(Records from a dataset)
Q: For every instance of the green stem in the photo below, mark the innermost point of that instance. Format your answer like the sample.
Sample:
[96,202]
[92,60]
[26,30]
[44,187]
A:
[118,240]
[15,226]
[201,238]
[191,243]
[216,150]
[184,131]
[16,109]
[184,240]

* [Aim of the exercise] Lay out the lines above as a Markdown table with the columns Row and Line, numbering each row and omitting any blank lines.

* [Task solution]
| Row | Line |
|---|---|
| 1 | Q: For every instance of the green stem in the photo below, mark the innermost point of that instance. Format your answer like the sample. |
| 2 | Sample: |
| 3 | [96,202] |
| 4 | [92,60] |
| 5 | [26,30] |
| 6 | [44,187] |
| 7 | A: |
| 8 | [118,240] |
| 9 | [15,226] |
| 10 | [201,238] |
| 11 | [191,243] |
| 12 | [216,150] |
| 13 | [184,131] |
| 14 | [16,109] |
| 15 | [184,240] |